SOURCE PASSAGE:
= = = =

As far as to why the solution worked I don't really know why but it worked. But it does kind of show that what others have said about the +/- 1v5- 2v limit being right.


Note that simply passing a 7.5V signal will not upset a cap, as the cap will not see much of the AC voltage.

This is exactly what I thought initially. I was so shocked that they fizzled up like that and thought I was going crazy....That is what prompted me to start this thread. I have built this circuit perhaps near a hundred times already although not at such high power. I never had a problem with it and still don't. I am quite confident that it was not the follower circuit.
 
Epcos and Pye got hot within 10-15 minutes and leaked....except the nichicon, I caught it on time but it was hot and top is all bulged up. The blue nichicon is fine. I got it from an old Tektronix analogue oscilloscope. I wonder whats different about this compared to the others.

5910-01-233-9285, 5910012339285, LNK1G332TSM, NKB040SM3301HB Data. Get Quote & Buy
[Bolding mine, in case anyone wonders]

Wait a minute, how old are these capacitors? Where did you get the others?

Part of the problem could be the age of these things. Electrolytic capacitors go bad over time.
 
1x 35v 10,000uf Epcos and 1x 50v 10,000uf nichicon were brand new - cooked

1x 35v 10,000uf Pye was old - cooked

1x 40v 3300uf Blue nichicon from scope is old - working (no temperature rise)

3x 40v 2200uf Fraco in parallel (old) - working (4-5 degrees C rise)

elko frako gpf 2200uf 40v 20x40 in                      aus Resonatoren auf AliExpress.com | Alibaba Group

These Fraco ones were salvaged from an old 1980's transmitter. I put them on yesterday and had them running for about 6-7 hours. They got a little warm after about an hour and continued working with no further temperature rise.

All the other 10,000uf ones only worked for under 20 miuntes. They all got hot and begin to either leak electrolyte or top bulged up. The epcos even had its plastic top partially cap blow off.
 
I´m starting to smell a troll.

Typical jumping around the main issue, vague demands, asking answers without disclosing data, mentioning problems only seen by him, etc.

Who cares that "the project is not ready yet"?

The project IS built TODAY, one way or another, and it has a problem TODAY, so if you want answers hand draw it as it is NOW.

Or wait until it´s finished to ask.

You are wasting our time.
 
Why does it matter who is looking for consultancy? Why do they have to say even? If they wanted everyone to know they say and also have a profile to share that on. You can't charge them money for you answer here anyway. I don't really understand that. If I see a question that I might understand and I can attempt an answer it would be my pleasure regardless of who it is. If I don't understand the question there is nothing much for me to say. The focus should be on the discussion or problem to be solved and not the person.
Some people are happy to provide free consultancy for commercial audio; some are not. Similarly, some are happy to help a student cheat; some are not. Good manners and professional/academic integrity demand that the questioner should say. This is a DIY site, so people wanting non-DIY help should say so.

3x 40v 2200uf Fraco in parallel (old) - working (4-5 degrees C rise)
Something strange going on. Coupling caps should not be getting hot. We are not getting the whole story.
 
Charlie, when you are testing and the 10mF runs hot, how are you testing?
From your posts I have collected the following data:
Output voltage of the follower is 7.5Vrms. Load is 2 Ohms. Are you testing with 20Hz?

If you are testing that way there is a chance that the current in the output capacitor is too high. That would explain why the smaller cap survives. It limits the current because of its higher impedance at 20 Hz.
Paralleling two caps would mean the caps share the current.
Please be aware that there is a maximum permissible value for the current in a cap. The data sheet calls it max ripple current. The data sheet gives you a value for 100 or 120 Hz because that is what the cap will see when used as a smoothing cap in a classic power supply.
The max ripple current at 20 Hz is much lower. Maybe another forum member can explain why that is so.

= = = =

WHAT IS REQUIRED: Repeat the capacitor discussion from "Typical jumping around" to "not the person." word for word. The lines that follow come from a separate source.

= = = =

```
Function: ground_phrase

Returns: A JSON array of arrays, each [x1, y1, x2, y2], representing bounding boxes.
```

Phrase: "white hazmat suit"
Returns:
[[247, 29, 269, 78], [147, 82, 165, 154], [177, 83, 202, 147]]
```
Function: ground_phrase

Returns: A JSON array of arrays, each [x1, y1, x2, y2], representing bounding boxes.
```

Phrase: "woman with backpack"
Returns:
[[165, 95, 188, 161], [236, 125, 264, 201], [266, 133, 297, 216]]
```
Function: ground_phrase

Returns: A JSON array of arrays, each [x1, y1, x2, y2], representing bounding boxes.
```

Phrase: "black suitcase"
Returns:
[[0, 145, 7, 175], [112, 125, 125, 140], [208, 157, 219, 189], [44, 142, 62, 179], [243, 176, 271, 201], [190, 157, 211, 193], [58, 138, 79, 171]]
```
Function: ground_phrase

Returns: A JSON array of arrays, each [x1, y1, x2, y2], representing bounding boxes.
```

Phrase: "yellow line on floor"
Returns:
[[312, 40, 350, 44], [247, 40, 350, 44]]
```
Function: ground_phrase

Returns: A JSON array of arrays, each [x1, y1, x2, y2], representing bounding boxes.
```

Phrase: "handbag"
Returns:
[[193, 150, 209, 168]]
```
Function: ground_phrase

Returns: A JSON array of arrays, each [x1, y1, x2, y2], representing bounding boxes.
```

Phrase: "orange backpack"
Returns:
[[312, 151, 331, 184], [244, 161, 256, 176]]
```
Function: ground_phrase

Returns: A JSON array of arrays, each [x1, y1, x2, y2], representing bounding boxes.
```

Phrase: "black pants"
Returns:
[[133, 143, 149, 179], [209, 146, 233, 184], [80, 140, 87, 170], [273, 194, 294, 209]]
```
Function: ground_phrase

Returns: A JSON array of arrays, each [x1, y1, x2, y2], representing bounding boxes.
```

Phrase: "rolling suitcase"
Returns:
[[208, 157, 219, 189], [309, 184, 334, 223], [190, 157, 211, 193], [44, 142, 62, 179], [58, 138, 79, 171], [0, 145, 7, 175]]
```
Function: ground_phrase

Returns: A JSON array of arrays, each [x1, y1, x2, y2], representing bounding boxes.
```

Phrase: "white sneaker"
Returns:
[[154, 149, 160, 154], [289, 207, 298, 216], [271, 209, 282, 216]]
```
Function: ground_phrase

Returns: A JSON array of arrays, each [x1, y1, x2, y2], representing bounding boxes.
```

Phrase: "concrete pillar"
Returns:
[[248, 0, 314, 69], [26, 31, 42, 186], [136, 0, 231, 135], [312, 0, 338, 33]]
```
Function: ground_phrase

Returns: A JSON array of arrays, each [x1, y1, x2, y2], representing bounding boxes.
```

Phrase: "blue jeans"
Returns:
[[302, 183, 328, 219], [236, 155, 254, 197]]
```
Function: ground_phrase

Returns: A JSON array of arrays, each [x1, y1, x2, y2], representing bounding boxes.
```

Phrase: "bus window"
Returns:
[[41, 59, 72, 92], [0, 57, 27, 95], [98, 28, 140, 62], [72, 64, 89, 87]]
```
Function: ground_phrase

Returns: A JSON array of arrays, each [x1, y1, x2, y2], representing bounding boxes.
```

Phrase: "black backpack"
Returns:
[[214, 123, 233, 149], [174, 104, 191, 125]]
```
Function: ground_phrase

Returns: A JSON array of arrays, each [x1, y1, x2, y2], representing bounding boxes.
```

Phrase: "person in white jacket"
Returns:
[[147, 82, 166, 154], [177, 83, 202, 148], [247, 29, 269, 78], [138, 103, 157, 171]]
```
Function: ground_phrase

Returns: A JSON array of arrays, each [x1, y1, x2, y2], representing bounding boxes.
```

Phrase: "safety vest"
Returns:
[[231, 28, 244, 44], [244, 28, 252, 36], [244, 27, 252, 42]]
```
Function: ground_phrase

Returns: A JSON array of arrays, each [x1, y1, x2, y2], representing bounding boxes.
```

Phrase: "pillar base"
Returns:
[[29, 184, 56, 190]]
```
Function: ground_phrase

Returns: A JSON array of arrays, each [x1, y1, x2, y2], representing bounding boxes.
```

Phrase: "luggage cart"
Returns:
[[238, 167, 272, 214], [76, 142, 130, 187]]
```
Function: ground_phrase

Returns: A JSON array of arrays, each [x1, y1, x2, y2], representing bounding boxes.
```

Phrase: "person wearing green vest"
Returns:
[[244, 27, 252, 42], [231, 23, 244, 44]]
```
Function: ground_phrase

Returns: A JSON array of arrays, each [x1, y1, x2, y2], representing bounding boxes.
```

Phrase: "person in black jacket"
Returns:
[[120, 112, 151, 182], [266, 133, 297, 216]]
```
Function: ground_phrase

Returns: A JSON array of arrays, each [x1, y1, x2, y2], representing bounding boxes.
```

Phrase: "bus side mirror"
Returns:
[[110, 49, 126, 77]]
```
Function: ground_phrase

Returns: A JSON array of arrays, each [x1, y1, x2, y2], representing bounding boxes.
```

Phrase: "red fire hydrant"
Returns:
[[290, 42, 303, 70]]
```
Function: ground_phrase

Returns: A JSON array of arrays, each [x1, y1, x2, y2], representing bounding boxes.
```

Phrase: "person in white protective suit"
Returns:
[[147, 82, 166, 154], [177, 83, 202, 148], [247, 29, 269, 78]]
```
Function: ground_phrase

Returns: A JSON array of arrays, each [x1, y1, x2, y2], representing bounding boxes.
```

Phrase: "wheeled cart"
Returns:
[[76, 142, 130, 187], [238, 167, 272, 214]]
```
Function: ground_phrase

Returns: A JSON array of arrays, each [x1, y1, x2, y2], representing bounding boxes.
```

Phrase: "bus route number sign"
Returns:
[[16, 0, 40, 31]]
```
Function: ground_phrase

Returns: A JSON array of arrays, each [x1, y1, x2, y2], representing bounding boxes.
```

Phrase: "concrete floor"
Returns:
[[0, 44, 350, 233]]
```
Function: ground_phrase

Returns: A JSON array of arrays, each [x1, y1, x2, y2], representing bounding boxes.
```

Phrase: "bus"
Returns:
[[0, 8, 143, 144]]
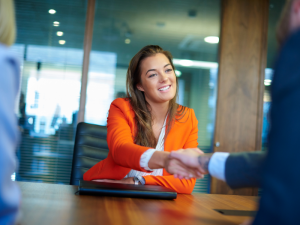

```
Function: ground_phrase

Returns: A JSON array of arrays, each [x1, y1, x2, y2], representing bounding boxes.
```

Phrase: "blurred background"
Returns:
[[12, 0, 284, 193]]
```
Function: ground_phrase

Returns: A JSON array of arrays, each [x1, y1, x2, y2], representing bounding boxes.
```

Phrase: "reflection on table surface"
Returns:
[[19, 182, 258, 225]]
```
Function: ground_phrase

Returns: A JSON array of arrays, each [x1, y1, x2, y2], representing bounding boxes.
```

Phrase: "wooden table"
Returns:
[[18, 182, 257, 225]]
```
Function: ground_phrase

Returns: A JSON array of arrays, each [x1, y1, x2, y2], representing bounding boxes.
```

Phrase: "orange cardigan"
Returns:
[[83, 98, 198, 194]]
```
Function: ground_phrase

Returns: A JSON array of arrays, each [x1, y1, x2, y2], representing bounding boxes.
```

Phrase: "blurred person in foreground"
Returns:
[[0, 0, 21, 225], [167, 0, 300, 224]]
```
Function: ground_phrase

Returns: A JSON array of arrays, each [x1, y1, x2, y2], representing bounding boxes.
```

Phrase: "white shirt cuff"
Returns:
[[140, 149, 157, 171], [208, 152, 229, 182]]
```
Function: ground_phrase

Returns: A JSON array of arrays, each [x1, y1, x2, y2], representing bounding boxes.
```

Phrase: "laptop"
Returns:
[[78, 180, 177, 200]]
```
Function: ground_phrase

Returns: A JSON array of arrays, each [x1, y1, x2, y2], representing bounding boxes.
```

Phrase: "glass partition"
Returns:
[[12, 0, 87, 184]]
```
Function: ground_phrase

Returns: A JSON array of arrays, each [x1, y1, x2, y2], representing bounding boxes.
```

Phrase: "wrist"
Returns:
[[148, 151, 170, 169], [198, 153, 213, 174]]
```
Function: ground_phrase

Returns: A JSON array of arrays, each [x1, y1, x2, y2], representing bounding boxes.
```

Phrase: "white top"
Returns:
[[124, 116, 167, 178]]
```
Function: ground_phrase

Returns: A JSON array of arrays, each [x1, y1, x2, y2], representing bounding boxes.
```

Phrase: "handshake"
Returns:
[[164, 148, 212, 179]]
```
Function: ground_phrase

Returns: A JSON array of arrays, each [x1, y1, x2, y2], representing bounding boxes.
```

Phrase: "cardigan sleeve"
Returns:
[[183, 109, 198, 149], [144, 109, 198, 194], [107, 99, 149, 172], [144, 175, 196, 194]]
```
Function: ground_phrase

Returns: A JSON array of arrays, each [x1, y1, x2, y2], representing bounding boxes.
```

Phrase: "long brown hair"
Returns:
[[126, 45, 186, 148]]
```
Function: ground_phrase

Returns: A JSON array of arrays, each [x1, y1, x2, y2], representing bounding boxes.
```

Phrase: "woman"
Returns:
[[0, 0, 21, 224], [83, 45, 198, 194]]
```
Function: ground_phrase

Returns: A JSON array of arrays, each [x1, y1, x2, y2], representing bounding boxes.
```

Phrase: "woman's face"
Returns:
[[137, 53, 176, 105]]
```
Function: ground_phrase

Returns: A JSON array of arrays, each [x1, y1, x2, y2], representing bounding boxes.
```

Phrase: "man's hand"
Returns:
[[164, 157, 203, 179], [169, 148, 212, 178]]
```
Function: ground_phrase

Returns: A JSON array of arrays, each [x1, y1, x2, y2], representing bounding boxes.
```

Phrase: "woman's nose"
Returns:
[[160, 73, 168, 82]]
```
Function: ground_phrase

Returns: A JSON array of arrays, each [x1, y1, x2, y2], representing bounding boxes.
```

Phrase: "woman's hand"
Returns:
[[164, 157, 203, 179], [165, 148, 207, 179], [93, 177, 134, 184]]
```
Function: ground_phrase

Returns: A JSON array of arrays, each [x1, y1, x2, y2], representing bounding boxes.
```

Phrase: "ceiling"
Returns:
[[15, 0, 284, 67]]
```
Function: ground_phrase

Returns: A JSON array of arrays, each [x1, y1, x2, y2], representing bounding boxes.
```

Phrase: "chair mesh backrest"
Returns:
[[70, 122, 108, 185]]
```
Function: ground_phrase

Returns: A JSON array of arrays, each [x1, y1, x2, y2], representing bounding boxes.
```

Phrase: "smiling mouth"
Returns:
[[158, 85, 171, 91]]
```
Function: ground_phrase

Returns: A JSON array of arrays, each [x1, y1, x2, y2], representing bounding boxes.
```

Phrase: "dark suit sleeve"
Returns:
[[225, 151, 266, 188], [253, 30, 300, 225]]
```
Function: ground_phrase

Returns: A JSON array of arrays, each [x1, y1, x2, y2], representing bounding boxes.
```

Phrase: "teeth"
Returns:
[[158, 86, 171, 91]]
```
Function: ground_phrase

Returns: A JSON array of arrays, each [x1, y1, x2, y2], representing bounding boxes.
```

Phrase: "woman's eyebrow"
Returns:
[[146, 69, 156, 75], [146, 63, 171, 75]]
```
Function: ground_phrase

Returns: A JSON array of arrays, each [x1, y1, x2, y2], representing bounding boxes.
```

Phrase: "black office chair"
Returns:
[[70, 122, 108, 185]]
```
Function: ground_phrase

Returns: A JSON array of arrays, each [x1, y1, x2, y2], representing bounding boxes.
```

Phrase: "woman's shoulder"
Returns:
[[176, 104, 196, 122], [111, 98, 131, 108]]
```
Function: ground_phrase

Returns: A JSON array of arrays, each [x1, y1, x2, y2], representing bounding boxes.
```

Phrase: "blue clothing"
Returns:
[[0, 44, 21, 225], [253, 30, 300, 225]]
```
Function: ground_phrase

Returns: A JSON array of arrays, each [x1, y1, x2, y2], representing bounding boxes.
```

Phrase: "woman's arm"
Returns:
[[144, 109, 198, 194], [107, 99, 150, 172], [144, 175, 196, 194]]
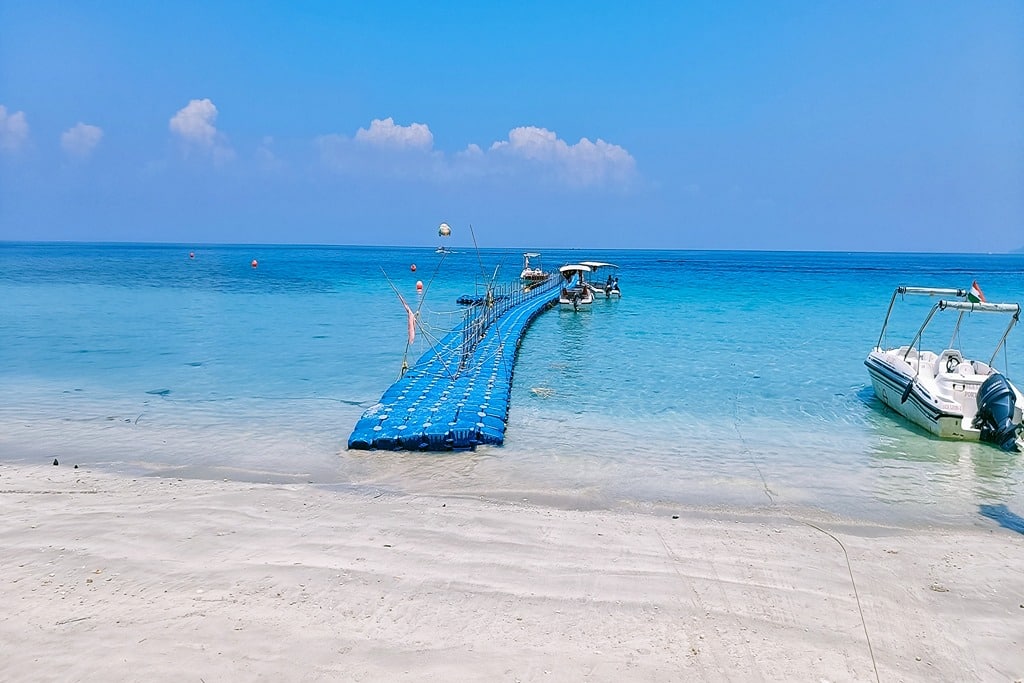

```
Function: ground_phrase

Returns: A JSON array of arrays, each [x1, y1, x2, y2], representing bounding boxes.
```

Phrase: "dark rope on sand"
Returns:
[[804, 521, 882, 683], [729, 382, 882, 683], [732, 392, 775, 505]]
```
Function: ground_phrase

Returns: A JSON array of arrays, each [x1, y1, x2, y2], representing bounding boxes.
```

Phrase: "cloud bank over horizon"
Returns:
[[168, 97, 234, 164], [0, 97, 639, 190], [0, 104, 29, 152]]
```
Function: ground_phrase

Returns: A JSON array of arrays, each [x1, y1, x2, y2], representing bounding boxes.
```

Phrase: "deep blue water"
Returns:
[[0, 243, 1024, 524]]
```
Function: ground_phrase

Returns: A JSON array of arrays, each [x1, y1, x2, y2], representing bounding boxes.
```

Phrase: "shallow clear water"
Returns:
[[0, 244, 1024, 524]]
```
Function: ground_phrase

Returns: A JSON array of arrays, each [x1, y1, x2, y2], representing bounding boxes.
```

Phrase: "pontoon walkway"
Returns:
[[348, 278, 559, 451]]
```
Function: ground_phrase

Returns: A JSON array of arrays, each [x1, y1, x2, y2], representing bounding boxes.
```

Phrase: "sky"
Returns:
[[0, 0, 1024, 252]]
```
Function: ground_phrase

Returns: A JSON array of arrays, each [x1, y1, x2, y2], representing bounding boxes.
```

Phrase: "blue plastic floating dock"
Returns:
[[348, 276, 559, 451]]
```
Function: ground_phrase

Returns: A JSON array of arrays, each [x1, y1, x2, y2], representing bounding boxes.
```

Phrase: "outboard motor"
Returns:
[[974, 373, 1018, 451]]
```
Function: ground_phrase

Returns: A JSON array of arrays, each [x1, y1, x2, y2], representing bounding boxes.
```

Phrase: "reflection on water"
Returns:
[[978, 505, 1024, 533]]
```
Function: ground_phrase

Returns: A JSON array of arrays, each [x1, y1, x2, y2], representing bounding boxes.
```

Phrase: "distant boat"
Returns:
[[580, 261, 623, 299], [864, 287, 1024, 451], [519, 252, 551, 283], [558, 263, 594, 311]]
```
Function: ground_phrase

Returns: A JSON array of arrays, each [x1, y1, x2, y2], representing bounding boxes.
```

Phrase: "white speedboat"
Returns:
[[580, 261, 623, 299], [519, 252, 551, 283], [864, 287, 1024, 451], [558, 263, 594, 310]]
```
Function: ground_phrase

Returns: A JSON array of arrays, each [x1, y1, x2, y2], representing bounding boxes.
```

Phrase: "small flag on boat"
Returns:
[[967, 280, 985, 303]]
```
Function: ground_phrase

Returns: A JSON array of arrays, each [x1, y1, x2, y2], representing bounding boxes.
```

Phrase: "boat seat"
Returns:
[[956, 360, 975, 377], [935, 348, 968, 376]]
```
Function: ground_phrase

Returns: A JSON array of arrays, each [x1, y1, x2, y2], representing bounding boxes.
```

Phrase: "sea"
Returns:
[[0, 243, 1024, 532]]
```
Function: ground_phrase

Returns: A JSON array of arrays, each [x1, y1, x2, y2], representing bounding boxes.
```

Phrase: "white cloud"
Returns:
[[488, 126, 636, 186], [170, 98, 217, 146], [169, 98, 234, 164], [355, 117, 434, 150], [0, 104, 29, 152], [60, 122, 103, 159], [315, 117, 636, 187]]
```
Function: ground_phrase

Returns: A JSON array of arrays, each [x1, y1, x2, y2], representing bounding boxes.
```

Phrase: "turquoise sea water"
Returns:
[[0, 243, 1024, 525]]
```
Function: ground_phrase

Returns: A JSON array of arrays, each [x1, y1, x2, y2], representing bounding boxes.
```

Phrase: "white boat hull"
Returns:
[[864, 347, 1024, 441]]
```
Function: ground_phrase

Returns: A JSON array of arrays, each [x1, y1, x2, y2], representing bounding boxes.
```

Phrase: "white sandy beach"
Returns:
[[0, 464, 1024, 683]]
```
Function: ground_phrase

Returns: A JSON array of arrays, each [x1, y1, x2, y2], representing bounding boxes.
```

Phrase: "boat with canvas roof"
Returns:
[[864, 283, 1024, 451]]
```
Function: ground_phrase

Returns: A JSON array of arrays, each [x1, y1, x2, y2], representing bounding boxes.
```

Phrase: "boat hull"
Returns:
[[864, 351, 981, 441]]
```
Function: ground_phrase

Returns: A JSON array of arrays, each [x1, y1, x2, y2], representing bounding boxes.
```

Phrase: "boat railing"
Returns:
[[459, 278, 559, 372]]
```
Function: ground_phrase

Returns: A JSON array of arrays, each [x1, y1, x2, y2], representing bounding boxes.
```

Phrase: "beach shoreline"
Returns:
[[0, 464, 1024, 681]]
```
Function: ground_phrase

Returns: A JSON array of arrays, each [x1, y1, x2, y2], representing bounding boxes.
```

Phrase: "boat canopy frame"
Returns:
[[876, 286, 1021, 366], [903, 299, 1021, 367]]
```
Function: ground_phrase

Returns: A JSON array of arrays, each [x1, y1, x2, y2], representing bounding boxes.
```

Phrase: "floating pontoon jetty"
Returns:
[[348, 278, 560, 451]]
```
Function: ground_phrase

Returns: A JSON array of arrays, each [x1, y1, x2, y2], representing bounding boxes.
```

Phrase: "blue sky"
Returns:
[[0, 0, 1024, 252]]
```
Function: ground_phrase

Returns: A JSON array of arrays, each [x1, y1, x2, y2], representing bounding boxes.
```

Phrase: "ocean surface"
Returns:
[[0, 243, 1024, 525]]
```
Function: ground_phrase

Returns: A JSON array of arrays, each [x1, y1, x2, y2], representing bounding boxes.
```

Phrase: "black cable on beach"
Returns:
[[795, 520, 882, 683]]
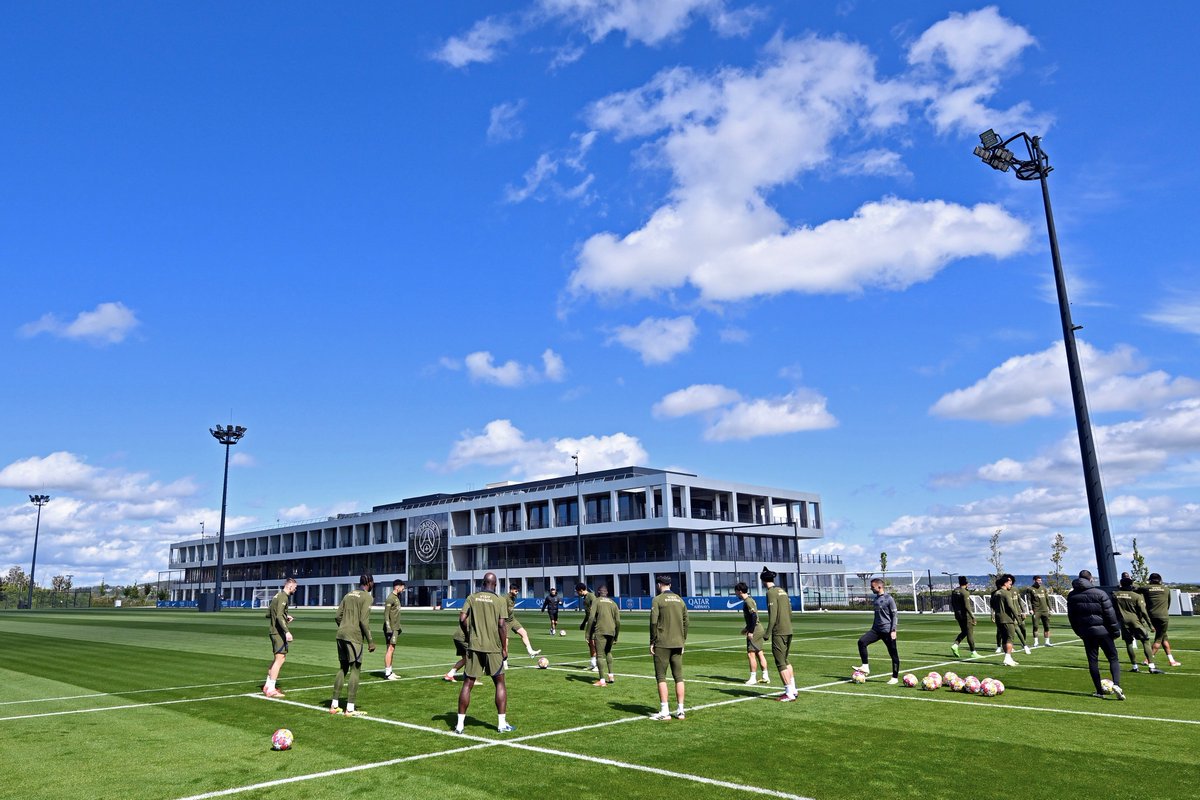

= = = =

RESPONSE AREA:
Typical jumping around the main issue, vague demands, asking answers without disclosing data, mentioning problems only seen by him, etc.

Who cares that "the project is not ready yet"?

The project IS built TODAY, one way or another, and it has a problem TODAY, so if you want answers hand draw it as it is NOW.

Or wait until it´s finished to ask.

You are wasting our time.
 
Why does it matter who is looking for consultancy? Why do they have to say even? If they wanted everyone to know they say and also have a profile to share that on. You can't charge them money for you answer here anyway. I don't really understand that. If I see a question that I might understand and I can attempt an answer it would be my pleasure regardless of who it is. If I don't understand the question there is nothing much for me to say. The focus should be on the discussion or problem to be solved and not the person.